AUFGABEN:
a) Prüfe anhand des Interviews mit Pedro Oliveira, ob die folgenden Aussagen zutreffen, und antworte jeweils mit Ja oder Nein samt den entscheidenden Worten im genauen Wortlaut: (i) Die Gemeinde hat das „Syndicat d’initiative“ 2022 mit 152.000 Euro bezuschusst. (ii) Für den „Kölschen Owend“ wurde bei der Gemeinde ein außerordentlicher Zuschuss beantragt. (iii) Oliveira gehörte nicht zum Organisationskomitee.
b) Wie viele Zuschauer hätten laut dem Interview mit Pedro Oliveira kommen müssen?
c) Führe das Interview mit Pedro Oliveira nach seinem letzten Satz weiter.

ÜBUNGSTEXT:
● ● ●

Präsident Pedro Oliveira / Neuanfang für das „Syndicat d’initiative“ aus Esch nach dem Katastrophenjahr
Pedro Oliveira hat ein schwieriges Amt übernommen. Nach einem Katastrophenjahr 2022 trat der bisherige Vizepräsident des Escher „Syndicat d’initiative“ die Nachfolge von Präsident Jacques Muller an. 2023 soll zu einem Neuanfang werden, wie Oliveira im Tageblatt-Interview unterstreicht.
Tageblatt: Pedro Oliveira, Sie sind der neue Präsident des Escher „Syndicat d’initiative“ (SI), waren zuvor Vizepräsident. Bevor wir in die Zukunft blicken, muss ein wenig Vergangenheitsbewältigung betrieben werden. Das SI musste 2022 von der Gemeinde mit 152.000 Euro bezuschusst werden, damit offene Rechnungen beglichen werden konnten. Das, obwohl das Budget in den vergangenen beiden Jahren substanziell erhöht wurde. Was ist schiefgelaufen?
Pedro Oliveira: Die Hauptursache war der „Kölsche Owend“. Das Organisationskomitee hat zu Beginn gut funktioniert. Auch ich war ein Teil davon, also muss auch ich ein „mea culpa“ machen. Es wurde nicht genug kommuniziert. Wir sind Verpflichtungen eingegangen, haben dabei aber die Finanzsituation vernachlässigt. Es wurde gesagt, dass wir bei der Gemeinde einen außerordentlichen Zuschuss für die Veranstaltung beantragen sollten. Das ist nicht geschehen. Unter dem Strich aber haben wir zu hoch gepokert. Zwischen 2.000 und 2.500 Zuschauer hätten kommen müssen. Als der Vorverkauf schleppend lief, haben wir Werbung geschaltet. Die hat aber nicht den erhofften Erfolg gebracht. Dazu kam, dass unser Partner „den Atelier“ das Festival nicht so gefördert hat, wie wir uns das vorstellt hatten. Die hatten an diesem Wochenende ihr eigenes Festival.

● ● ●

Annotierte Daten zur Lokalisierung in Fotos
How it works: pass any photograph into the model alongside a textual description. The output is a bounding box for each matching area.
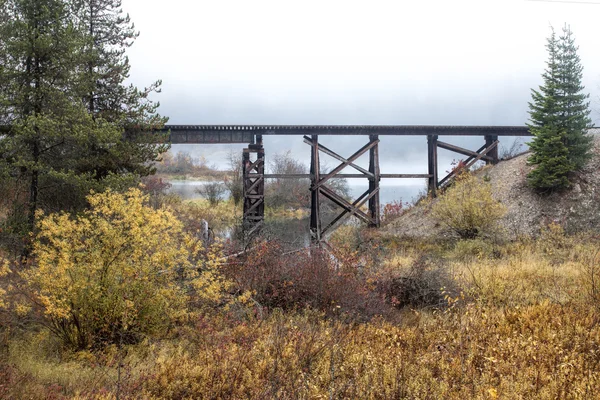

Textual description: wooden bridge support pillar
[304,135,381,244]
[310,135,321,243]
[369,135,381,228]
[242,135,265,242]
[485,135,498,164]
[427,135,438,197]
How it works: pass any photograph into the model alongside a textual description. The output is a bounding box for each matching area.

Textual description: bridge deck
[163,125,531,144]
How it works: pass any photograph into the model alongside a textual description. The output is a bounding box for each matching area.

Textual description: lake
[168,179,426,205]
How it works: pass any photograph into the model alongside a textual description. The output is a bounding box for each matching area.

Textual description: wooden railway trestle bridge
[163,125,531,243]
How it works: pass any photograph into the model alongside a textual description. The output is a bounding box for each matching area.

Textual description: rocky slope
[384,130,600,238]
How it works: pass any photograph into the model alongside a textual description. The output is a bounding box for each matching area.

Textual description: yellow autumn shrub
[23,189,198,349]
[432,173,506,239]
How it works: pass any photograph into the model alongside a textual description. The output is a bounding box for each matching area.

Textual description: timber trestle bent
[154,125,531,243]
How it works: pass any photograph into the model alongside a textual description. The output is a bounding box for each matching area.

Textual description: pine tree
[558,25,592,170]
[73,0,168,178]
[0,0,169,253]
[528,26,592,192]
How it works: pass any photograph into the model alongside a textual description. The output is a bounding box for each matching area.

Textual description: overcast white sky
[123,0,600,194]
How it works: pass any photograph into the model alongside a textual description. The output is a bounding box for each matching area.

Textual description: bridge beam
[369,135,381,228]
[310,135,322,243]
[304,135,382,244]
[485,135,498,164]
[427,135,438,197]
[242,135,265,244]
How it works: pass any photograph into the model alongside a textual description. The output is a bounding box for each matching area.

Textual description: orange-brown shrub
[226,242,386,316]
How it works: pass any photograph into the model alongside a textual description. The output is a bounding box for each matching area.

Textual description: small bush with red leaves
[227,243,386,317]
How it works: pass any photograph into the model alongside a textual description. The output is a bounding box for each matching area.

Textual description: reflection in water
[168,180,425,205]
[168,180,424,250]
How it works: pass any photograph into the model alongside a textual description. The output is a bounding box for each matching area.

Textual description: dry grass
[0,232,600,399]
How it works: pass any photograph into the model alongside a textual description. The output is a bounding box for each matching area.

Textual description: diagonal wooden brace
[321,188,379,236]
[438,140,500,186]
[311,139,379,190]
[304,136,375,178]
[246,174,263,193]
[437,140,492,161]
[319,186,374,224]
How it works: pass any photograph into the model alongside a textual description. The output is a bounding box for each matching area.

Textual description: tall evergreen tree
[0,0,169,252]
[558,25,593,170]
[73,0,168,178]
[528,26,592,191]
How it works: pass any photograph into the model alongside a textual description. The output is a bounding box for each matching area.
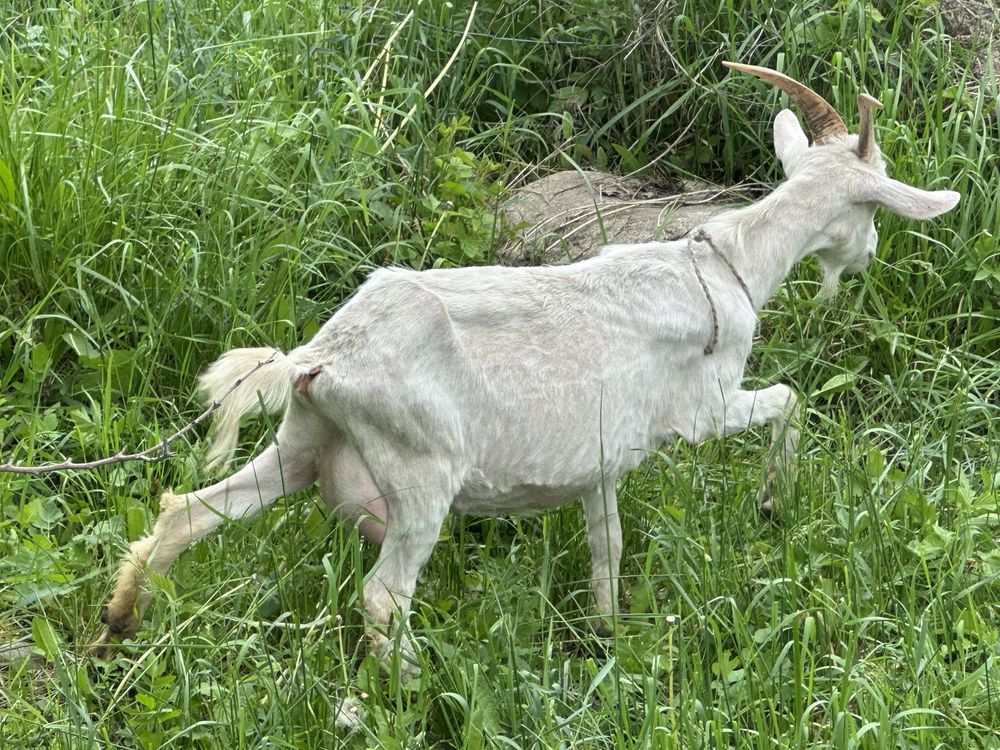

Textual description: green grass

● ● ●

LÖSUNGEN JE AUFGABE:
a)
(i) Ja: „Das SI musste 2022 von der Gemeinde mit 152.000 Euro bezuschusst werden“
(ii) Nein: „Das ist nicht geschehen.“
(iii) Nein: „Auch ich war ein Teil davon“

b) Zwischen 2.000 und 2.500 Zuschauer.

c)
Auch das Culture Forest Festival war nicht der erhoffte Publikumserfolg. Warum musste das SI im Kulturjahr, wo ja genug in und um Esch herum los war, auch noch seine eigenen Großveranstaltungen organisieren?
Vielleicht haben wir etwas groß gesehen, aber im Grunde genommen war es nur der „Kölsche Owend“, der im Vergleich zu den Vorjahren hinzukam. Dazu kommt, dass wir als SI mit unseren freiwilligen Helfern natürlich nicht so professionell aufgestellt sind. Aber wir haben aus unseren Fehlern gelernt. Auf diese Schiene werden wir nicht mehr gehen, darüber herrscht im neuen Verwaltungsrat Einigkeit.
Ein Vorwurf lautete auch, dass vieles im stillen Kämmerlein beschlossen wurde, ohne die anderen Mitglieder des Verwaltungsrats zu informieren. Stimmt das?
Ich habe, als ich Präsident wurde, alles nachgeprüft. Es sind immer Berichte redigiert worden. Ich möchte niemandem etwas unterstellen. Natürlich war es während der Pandemie auch schwer, via Zoom-Konferenzen zu funktionieren. Jetzt ist es so, dass es eine Tagesordnung gibt und ein Bericht erstellt wird, der von Präsident und Sekretär validiert wird und sämtlichen Mitgliedern zugestellt wird.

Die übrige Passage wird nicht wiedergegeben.